------ Data for this exercise

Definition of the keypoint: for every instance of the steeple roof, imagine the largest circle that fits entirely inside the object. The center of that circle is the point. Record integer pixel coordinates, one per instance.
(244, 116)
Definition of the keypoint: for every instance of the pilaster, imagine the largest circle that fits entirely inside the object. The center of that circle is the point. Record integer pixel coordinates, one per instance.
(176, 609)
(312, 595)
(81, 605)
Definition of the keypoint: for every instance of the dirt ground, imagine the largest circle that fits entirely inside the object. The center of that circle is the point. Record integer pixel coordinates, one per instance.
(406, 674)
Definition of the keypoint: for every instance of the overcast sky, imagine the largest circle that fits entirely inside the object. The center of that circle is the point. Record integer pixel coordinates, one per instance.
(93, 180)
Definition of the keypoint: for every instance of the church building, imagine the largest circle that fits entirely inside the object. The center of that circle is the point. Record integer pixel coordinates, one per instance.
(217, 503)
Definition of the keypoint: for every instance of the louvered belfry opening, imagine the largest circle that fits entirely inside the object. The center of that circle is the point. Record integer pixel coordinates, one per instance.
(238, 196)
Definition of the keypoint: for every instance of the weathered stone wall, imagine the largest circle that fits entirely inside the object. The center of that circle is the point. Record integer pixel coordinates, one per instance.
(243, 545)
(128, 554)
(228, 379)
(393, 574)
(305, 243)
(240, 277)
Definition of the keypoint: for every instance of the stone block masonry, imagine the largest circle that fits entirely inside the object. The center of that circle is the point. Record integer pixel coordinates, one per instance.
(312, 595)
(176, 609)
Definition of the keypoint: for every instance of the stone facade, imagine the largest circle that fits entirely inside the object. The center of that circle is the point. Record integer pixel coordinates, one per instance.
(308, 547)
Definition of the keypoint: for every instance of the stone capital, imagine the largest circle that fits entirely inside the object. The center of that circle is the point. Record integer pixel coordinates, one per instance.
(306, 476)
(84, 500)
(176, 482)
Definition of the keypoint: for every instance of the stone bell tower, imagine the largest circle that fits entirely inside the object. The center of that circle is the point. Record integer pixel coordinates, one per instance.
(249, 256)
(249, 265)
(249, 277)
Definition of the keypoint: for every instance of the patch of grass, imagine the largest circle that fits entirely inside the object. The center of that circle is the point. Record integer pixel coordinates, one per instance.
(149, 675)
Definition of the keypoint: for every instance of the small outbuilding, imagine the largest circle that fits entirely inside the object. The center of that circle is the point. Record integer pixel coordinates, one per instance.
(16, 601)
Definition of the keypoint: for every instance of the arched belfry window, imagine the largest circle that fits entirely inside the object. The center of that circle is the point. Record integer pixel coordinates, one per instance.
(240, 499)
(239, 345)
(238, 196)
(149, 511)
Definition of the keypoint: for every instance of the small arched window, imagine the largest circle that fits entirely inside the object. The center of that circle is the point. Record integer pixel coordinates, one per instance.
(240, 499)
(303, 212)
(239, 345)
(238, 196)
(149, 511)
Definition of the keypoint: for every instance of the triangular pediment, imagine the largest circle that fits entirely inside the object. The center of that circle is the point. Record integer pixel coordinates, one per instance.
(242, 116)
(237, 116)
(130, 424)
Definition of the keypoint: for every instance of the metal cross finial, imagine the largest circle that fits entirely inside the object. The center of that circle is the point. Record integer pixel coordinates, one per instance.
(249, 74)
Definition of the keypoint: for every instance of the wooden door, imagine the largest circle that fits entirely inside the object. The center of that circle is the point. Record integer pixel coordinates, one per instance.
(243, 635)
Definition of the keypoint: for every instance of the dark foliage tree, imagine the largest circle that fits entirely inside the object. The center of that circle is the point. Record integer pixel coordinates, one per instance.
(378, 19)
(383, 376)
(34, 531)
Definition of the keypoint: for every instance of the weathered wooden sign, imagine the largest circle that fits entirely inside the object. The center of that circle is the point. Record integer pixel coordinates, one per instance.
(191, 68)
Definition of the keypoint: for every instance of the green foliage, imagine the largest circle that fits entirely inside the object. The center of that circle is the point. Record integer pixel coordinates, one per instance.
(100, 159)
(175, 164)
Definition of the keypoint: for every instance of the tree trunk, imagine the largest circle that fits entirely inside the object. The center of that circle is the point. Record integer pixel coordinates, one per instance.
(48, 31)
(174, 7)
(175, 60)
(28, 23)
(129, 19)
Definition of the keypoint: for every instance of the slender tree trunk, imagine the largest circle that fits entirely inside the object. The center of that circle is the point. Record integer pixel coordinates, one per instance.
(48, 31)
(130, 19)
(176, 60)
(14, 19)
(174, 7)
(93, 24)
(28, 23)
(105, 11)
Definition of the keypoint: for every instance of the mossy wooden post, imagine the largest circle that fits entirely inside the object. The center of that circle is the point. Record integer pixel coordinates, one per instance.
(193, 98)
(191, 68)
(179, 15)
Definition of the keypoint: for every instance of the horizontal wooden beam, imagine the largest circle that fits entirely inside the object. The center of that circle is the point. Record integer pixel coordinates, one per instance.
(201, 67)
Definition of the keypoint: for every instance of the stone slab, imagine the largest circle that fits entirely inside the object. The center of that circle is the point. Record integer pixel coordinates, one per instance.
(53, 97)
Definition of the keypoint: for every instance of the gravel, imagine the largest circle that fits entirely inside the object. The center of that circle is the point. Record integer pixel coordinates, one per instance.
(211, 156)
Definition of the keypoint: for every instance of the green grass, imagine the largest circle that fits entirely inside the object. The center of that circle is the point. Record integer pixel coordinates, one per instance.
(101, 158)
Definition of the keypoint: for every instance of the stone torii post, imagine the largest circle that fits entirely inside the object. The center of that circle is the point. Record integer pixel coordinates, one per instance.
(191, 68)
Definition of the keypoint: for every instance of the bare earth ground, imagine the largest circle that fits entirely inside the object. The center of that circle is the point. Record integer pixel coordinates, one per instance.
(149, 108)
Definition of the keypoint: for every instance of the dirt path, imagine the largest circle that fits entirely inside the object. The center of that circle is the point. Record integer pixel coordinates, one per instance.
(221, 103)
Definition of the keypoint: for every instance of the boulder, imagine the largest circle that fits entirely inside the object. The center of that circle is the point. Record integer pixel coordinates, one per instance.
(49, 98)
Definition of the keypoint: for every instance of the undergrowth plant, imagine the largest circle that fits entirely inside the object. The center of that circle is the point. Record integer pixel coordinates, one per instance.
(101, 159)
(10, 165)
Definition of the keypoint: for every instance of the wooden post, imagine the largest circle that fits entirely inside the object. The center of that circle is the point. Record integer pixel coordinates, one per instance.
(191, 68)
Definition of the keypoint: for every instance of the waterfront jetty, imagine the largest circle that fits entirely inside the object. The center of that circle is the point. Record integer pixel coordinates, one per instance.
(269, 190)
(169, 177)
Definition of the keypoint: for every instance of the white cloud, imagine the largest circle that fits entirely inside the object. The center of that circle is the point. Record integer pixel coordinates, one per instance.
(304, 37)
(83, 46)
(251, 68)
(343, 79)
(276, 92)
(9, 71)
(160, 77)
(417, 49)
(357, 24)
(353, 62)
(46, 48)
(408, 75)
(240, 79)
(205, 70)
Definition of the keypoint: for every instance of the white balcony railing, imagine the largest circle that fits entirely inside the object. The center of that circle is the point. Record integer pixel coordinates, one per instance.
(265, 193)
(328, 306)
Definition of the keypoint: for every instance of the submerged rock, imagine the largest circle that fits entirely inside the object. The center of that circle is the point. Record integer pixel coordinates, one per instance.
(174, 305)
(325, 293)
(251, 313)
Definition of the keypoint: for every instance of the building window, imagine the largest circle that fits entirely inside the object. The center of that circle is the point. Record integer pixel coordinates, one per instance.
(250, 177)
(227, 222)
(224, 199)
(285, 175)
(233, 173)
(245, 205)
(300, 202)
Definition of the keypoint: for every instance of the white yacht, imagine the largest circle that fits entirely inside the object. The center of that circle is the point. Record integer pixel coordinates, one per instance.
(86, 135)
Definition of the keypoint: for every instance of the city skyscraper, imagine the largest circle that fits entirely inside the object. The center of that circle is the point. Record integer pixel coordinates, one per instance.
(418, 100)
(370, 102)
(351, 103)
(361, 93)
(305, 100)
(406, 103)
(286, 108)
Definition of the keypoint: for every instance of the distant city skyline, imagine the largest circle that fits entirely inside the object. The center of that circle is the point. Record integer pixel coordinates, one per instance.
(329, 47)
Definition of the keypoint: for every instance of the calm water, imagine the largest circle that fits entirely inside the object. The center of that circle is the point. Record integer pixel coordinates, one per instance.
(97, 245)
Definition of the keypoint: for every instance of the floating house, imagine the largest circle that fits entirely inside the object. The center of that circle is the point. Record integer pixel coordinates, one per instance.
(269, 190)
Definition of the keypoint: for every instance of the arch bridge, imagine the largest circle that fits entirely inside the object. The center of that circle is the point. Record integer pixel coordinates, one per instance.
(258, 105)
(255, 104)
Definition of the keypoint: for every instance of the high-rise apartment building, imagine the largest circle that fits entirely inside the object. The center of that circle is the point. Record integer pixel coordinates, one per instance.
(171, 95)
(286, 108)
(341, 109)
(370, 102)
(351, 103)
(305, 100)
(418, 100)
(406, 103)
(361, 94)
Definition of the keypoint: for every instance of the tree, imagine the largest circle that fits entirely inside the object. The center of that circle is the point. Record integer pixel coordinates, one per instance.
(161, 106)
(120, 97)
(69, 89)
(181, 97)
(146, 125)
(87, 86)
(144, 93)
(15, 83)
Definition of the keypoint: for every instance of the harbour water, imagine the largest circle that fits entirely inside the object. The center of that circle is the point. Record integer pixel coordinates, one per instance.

------------

Work request:
Write out, exactly as given, the line containing "Definition of the keypoint: for every instance of the floating" and every line after it to the end of the records. Include nothing else.

Exercise solution:
Definition of the keypoint: for every instance of the floating house, imagine the largest circle that fits entirely inside the object. The center of that circle is the point. Record integer pixel coordinates, one per instance.
(269, 190)
Definition of the keypoint: for every instance of the arch bridge, imagine the largest circle that fits entirely inside the object. The center of that circle is the point. Record integer pixel coordinates, one per instance.
(258, 105)
(255, 104)
Definition of the keypoint: for every instance of the high-rise apartment building, imagine the largest circle that fits entirely inside the object. The center of that circle is the point. Record integer pixel coordinates, one per instance.
(171, 95)
(286, 108)
(341, 109)
(370, 102)
(351, 103)
(305, 100)
(418, 100)
(406, 103)
(361, 94)
Definition of the keypoint: for every instance of the tree, imagine the largest circle that fits entirely inside the object. The center of that circle is the point. Record integer pixel coordinates, one per instance.
(161, 106)
(120, 97)
(69, 89)
(181, 97)
(146, 125)
(87, 86)
(144, 93)
(15, 83)
Definition of the keypoint: for every instance of the harbour water, imagine the largest circle that fits entirely inside the object. The center of that circle is the point. Record integer pixel coordinates, one per instance.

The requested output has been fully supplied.